:: Written exercise A ::
In the passage on integral calculus, what is the process of finding anti derivatives called?

**** Quoted passage

Integral is one of the important concepts of calculus. Integral Calculus is motivated by the problem of defining and calculating the area of the region bounded by the graph of the functions as shown in the figure.

                                                                       

It is also used to find volumes, central points and many useful things.

The functions that could possibly have given function as a derivative are called anti derivatives or primitive of the function. Again, the formula that gives all these anti derivatives is called the indefinite integral of the function and such process of finding anti derivatives is called integration.

The development of integral calculus is used to solve the problems of the following types:

(a) The problem of finding a function whenever its derivative is given,

(b) The problem of finding the area bounded by the graph of a function under certain conditions.

These two problems lead to the two forms of the integrals, e.g., indefinite and definite integrals, which together constitute the Integral Calculus. The definite integral is also used to solve many interesting problems from various disciplines like economics, finance and probability.

 

Integration as an Inverse Process of Differentiation

Integration is the inverse process of differentiation. Let f(x) be a function. Then the collection of all primitives is called the indefinite integral of f(x) and denoted by ʃ f(x) dx.

********
**** Records for this exercise

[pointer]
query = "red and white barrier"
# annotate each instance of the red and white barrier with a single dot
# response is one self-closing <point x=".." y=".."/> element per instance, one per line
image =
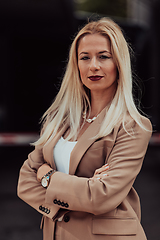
<point x="23" y="139"/>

********

:: Written exercise B ::
Could you update the records by replacing "barrier" with "fence" everywhere, changing nothing else, and leave the pictures out of your answer?

:: Problem solution A ::
Integration.

:: Problem solution B ::
[pointer]
query = "red and white fence"
# annotate each instance of the red and white fence with a single dot
# response is one self-closing <point x=".." y=".."/> element per instance, one per line
image =
<point x="23" y="139"/>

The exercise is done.